> _Short exercise_
Locate every line in the entries below that contains the string "black" and copy each of those lines.

--- begin Information supplied ---

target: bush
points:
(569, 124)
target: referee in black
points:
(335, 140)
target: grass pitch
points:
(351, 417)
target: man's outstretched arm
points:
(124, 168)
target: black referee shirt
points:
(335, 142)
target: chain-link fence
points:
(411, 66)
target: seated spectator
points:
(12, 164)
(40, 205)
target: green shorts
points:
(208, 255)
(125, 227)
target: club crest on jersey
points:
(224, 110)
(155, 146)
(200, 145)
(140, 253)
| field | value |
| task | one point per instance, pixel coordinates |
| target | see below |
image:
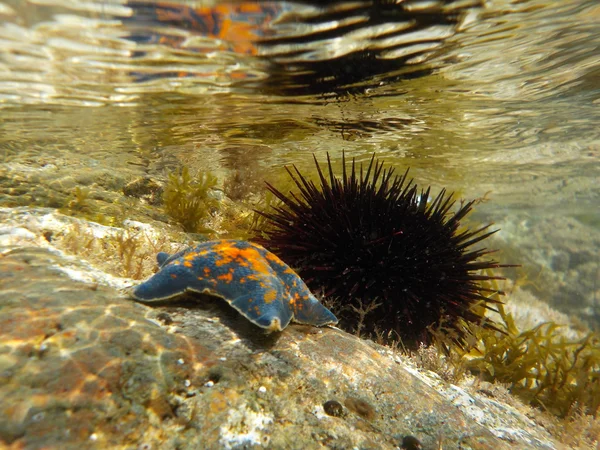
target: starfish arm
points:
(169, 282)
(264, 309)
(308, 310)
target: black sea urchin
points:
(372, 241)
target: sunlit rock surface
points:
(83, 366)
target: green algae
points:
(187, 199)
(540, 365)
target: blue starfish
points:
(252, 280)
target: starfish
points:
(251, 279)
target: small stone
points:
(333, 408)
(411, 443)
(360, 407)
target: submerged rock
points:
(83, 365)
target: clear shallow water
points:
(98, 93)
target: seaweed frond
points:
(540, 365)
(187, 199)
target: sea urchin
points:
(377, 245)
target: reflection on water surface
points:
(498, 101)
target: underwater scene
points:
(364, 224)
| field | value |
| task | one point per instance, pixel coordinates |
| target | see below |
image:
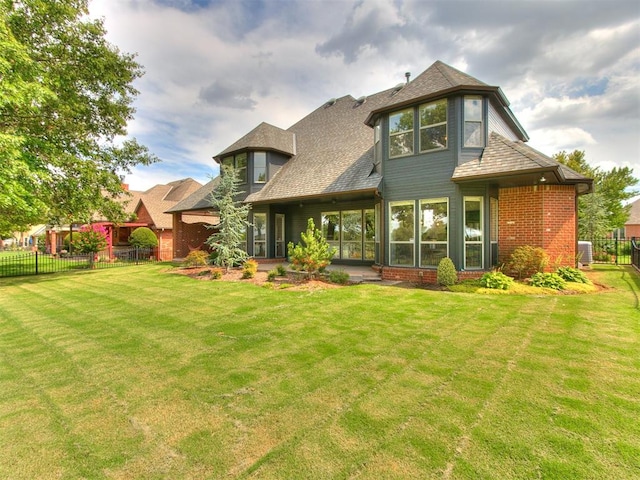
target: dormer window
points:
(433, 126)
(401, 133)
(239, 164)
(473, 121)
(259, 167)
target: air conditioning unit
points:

--- end Information supplied ---
--- begin Information supplied ---

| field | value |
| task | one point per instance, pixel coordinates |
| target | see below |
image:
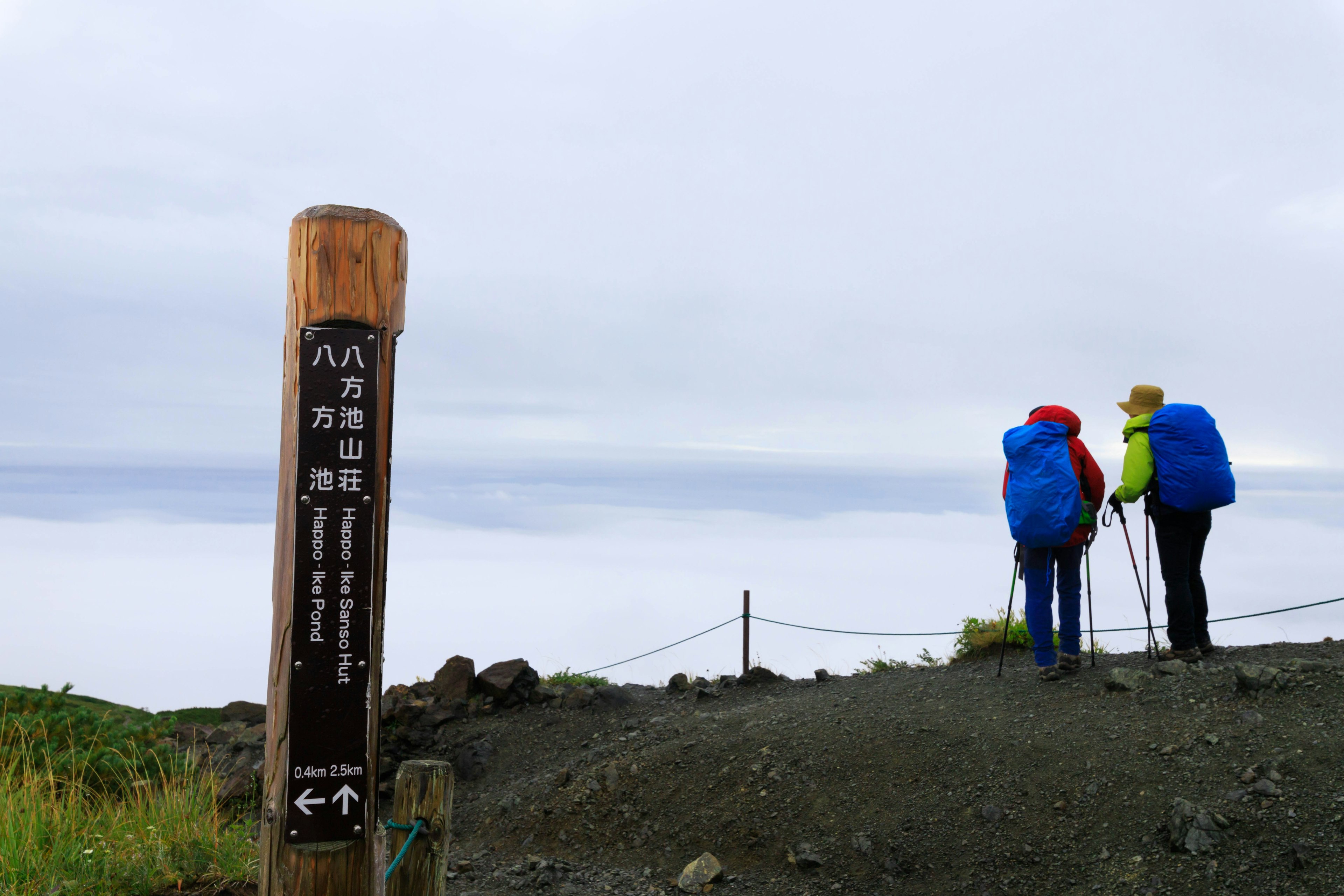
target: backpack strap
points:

--- end Information supplied ---
--- begin Information supplied ---

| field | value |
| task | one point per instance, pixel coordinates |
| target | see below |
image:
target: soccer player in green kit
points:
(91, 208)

--- end Information supplied ---

> _Exercise answer_
target: referee in black
target: black referee shirt
target: black sea urchin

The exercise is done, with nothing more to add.